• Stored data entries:
********

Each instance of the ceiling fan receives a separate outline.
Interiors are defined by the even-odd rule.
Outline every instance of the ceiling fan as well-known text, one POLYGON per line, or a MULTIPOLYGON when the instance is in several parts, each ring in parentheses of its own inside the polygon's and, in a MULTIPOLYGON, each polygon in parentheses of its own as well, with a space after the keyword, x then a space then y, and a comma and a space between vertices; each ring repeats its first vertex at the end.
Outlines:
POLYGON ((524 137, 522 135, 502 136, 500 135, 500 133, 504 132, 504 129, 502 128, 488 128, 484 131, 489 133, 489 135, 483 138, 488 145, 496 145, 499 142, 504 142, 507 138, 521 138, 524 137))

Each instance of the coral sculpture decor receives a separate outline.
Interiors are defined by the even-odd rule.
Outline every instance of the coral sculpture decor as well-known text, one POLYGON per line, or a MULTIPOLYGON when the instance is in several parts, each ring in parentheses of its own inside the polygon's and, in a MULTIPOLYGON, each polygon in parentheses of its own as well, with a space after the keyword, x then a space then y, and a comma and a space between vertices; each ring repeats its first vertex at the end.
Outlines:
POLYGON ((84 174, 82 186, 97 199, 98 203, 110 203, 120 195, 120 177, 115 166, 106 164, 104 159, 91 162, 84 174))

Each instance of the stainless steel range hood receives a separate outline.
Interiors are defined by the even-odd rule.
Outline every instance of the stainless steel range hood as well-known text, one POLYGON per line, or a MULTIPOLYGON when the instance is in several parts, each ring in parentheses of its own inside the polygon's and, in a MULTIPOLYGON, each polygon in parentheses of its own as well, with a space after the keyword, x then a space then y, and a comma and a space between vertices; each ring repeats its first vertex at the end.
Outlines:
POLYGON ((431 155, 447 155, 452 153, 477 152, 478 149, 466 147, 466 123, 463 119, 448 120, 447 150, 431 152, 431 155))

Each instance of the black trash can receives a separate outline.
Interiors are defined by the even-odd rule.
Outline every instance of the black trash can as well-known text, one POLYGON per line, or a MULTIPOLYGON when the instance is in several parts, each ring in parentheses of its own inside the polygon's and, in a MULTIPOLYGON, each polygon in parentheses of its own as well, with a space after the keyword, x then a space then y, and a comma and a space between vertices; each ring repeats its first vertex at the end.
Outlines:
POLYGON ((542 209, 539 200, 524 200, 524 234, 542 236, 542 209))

********

• Written exercise: Rescale the material, starting with the line that contains "Each instance of the coral" and going on through the end of the material, with both ends included. Reproduce every line in that span, requests included, but multiply each vertex coordinate in the outlines by 0.7 and round the result to a whole number, with halves rounded up.

• Finished task:
Each instance of the coral sculpture decor receives a separate outline.
Interiors are defined by the even-odd rule.
Outline every instance of the coral sculpture decor as well-known text, one POLYGON per line, or a MULTIPOLYGON when the instance is in several parts, each ring in parentheses of its own inside the polygon's and, in a MULTIPOLYGON, each polygon in parentheses of its own as well, with a space after the keyword, x then a space then y, and a comma and a space between vertices; each ring repeats its first vertex at the end.
Outlines:
POLYGON ((59 122, 57 130, 68 139, 69 142, 77 142, 84 137, 84 124, 81 116, 74 115, 73 111, 64 113, 59 122))

Each instance of the stainless steel range hood receives a separate outline.
Interiors are defined by the even-odd rule.
Outline every instance of the stainless steel range hood as well-known text, one POLYGON per line, or a MULTIPOLYGON when the instance is in several parts, each ring in parentheses of its own inside the polygon's and, in a MULTIPOLYGON, each polygon in parentheses of its own as well, with a space after the keyword, x then a space then y, and a comma and a space between vertices; each ring repeats its first vertex at the end.
Outlines:
POLYGON ((302 109, 313 109, 316 107, 334 106, 335 104, 326 103, 326 86, 324 83, 314 84, 313 105, 302 106, 302 109))

Each instance of the black trash can receives a separate outline.
Interiors are defined by the even-odd rule.
Outline every instance of the black trash can as well-known text, one POLYGON per line, or a MULTIPOLYGON when the instance is in several parts, each ring in parentheses of its own inside the polygon's and, in a MULTIPOLYGON, each polygon in parentheses of its own as well, with a space after the keyword, x then a space then y, and a comma and a space between vertices; each ring repeats its first vertex at the end.
Outlines:
POLYGON ((379 146, 377 140, 367 140, 367 164, 379 165, 379 146))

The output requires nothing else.